Each entry has to be copied exactly, with nothing missed.

== == ==

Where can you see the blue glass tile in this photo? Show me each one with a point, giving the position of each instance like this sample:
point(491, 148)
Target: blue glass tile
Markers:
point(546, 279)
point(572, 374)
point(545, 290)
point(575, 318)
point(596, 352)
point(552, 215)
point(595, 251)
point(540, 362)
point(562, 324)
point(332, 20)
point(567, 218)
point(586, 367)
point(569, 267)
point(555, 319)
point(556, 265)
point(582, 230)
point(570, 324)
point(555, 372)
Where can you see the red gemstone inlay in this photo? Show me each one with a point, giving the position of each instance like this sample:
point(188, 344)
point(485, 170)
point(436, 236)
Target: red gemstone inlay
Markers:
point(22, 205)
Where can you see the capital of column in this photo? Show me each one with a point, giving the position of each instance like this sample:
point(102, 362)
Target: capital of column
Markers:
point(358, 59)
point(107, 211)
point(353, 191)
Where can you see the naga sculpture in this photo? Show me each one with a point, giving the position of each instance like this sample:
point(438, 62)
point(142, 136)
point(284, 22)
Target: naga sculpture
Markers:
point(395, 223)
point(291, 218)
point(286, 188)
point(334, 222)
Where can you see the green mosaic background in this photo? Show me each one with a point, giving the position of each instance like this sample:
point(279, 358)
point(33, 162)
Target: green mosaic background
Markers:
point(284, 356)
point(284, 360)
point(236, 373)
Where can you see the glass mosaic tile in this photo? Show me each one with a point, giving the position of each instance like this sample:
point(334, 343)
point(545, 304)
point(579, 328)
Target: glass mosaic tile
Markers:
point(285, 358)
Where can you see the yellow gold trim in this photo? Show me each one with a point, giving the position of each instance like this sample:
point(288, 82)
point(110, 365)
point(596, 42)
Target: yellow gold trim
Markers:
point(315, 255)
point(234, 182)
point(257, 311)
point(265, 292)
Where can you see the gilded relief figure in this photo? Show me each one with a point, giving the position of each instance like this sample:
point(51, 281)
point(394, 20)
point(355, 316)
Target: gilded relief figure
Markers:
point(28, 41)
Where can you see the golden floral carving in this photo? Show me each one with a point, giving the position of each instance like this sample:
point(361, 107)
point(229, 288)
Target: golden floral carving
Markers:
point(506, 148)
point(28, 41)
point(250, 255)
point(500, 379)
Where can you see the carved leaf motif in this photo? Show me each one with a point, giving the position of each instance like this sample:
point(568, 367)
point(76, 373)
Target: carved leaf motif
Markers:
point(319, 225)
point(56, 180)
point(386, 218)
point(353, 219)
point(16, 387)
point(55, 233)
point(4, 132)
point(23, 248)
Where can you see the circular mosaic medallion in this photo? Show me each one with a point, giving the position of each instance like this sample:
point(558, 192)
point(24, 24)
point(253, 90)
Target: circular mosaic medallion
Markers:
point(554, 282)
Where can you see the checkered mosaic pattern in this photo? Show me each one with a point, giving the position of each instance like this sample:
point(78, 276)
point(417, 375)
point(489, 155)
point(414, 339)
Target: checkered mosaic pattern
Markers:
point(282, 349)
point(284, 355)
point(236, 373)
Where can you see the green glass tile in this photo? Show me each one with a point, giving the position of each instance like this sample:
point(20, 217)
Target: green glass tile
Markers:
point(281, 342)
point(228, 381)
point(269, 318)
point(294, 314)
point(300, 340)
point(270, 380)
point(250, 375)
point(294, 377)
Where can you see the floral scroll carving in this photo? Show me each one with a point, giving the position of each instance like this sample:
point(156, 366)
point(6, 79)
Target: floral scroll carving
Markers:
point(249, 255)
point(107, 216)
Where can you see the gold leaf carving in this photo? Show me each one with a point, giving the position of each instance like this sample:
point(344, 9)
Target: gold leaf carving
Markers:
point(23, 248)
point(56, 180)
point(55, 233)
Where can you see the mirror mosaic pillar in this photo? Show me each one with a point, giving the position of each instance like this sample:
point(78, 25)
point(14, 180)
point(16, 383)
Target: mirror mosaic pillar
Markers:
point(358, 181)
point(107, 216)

== == ==

### [Written response]
Where can you see the blue glass tile in this photo? Show me each one with a point, giving the position of each instance like this sample:
point(491, 148)
Target: blue glass tile
Markers:
point(546, 279)
point(572, 374)
point(545, 290)
point(575, 318)
point(596, 352)
point(552, 215)
point(595, 251)
point(540, 362)
point(562, 324)
point(332, 20)
point(567, 218)
point(586, 367)
point(569, 267)
point(555, 319)
point(556, 265)
point(582, 230)
point(570, 324)
point(555, 372)
Where can you see the red gemstone inlay in this photo? Show me each one with a point, giving the position of each instance like this sample:
point(188, 344)
point(485, 170)
point(436, 236)
Target: red gemstone inlay
Markers:
point(22, 205)
Where can you see the capital of column in this photo? Show me each one with a point, giving the position of each instance like this sample:
point(102, 362)
Target: capital of column
Markers:
point(358, 59)
point(107, 211)
point(353, 191)
Where can you see the naga sculpture in this photo? Show me each one with a point, giving the position of each instance like this sample:
point(438, 62)
point(142, 136)
point(284, 22)
Target: naga sculpture
Markers:
point(395, 223)
point(291, 218)
point(286, 188)
point(334, 222)
Where can you see the green mosaic background in this photo? Show me each one with a point, giving the position of each instance like this sample:
point(279, 358)
point(33, 162)
Target: green mosaic background
Markers:
point(284, 356)
point(284, 360)
point(236, 373)
Where can you see the glass mosaic tile in this photo? Show me each one with a point, giving the position of each instance like this sample:
point(334, 343)
point(545, 304)
point(579, 328)
Target: glass mosaic tile
Markers:
point(285, 358)
Where can you see the yellow gold trim in this photo? Show me each one with a point, giving the position of each instance like this sample:
point(288, 82)
point(110, 365)
point(596, 42)
Target: yellow gold trim
Markers:
point(315, 255)
point(234, 182)
point(257, 311)
point(265, 292)
Where can you see the gilded relief figure in this photo? Show me each one with a point, giving the position of each instance like this sample:
point(51, 281)
point(394, 20)
point(355, 316)
Target: gilded relief figure
Markers:
point(28, 41)
Where can you see the golden floral carving in this photo? Show me each one with a point, giving the position of each instance like this sample:
point(361, 107)
point(229, 288)
Target: golden floral carving
Markers:
point(506, 148)
point(28, 41)
point(250, 255)
point(500, 379)
Where can you see the carved leaf motif in this photo? Show me each one with a point, giving the position of each instance like this sample:
point(568, 367)
point(76, 373)
Target: carved leaf motif
Markers:
point(319, 225)
point(56, 180)
point(386, 218)
point(353, 219)
point(16, 387)
point(55, 233)
point(4, 132)
point(23, 248)
Where can you see the circular mosaic medallion in this photo? Show me each one with a point, giving the position of each instance like this sample:
point(558, 192)
point(24, 24)
point(253, 90)
Target: circular mosaic medallion
Markers:
point(554, 282)
Where can you see the checkered mosaic pattern in this photo? Show me each one with a point, giving the position of each instance like this sample:
point(78, 276)
point(417, 375)
point(489, 155)
point(414, 339)
Target: checkered mosaic pattern
Markers:
point(282, 349)
point(284, 355)
point(236, 373)
Where can you see the green glass tile in this photo? Show me each one with a point, giving the position of each instance like this sample:
point(20, 217)
Target: green glass tile
Markers:
point(281, 342)
point(228, 381)
point(269, 318)
point(294, 314)
point(300, 340)
point(270, 380)
point(250, 375)
point(294, 377)
Where can you see the floral scroll carving in this photo? Show me each one with a point, giving the position of each instance like this sample:
point(156, 366)
point(6, 79)
Target: floral scroll carving
Markers:
point(249, 255)
point(107, 216)
Where can you see the gold leaf carving in this photo? Show me each one with a point, giving the position of each instance like this sample:
point(344, 9)
Target: gold leaf carving
Markers:
point(23, 248)
point(56, 180)
point(55, 233)
Where can you see the mirror mosaic pillar in this photo? Show me each one with a point, giving the position of each instance like this sample:
point(78, 25)
point(14, 180)
point(16, 383)
Target: mirror mosaic pillar
Markers:
point(358, 181)
point(107, 216)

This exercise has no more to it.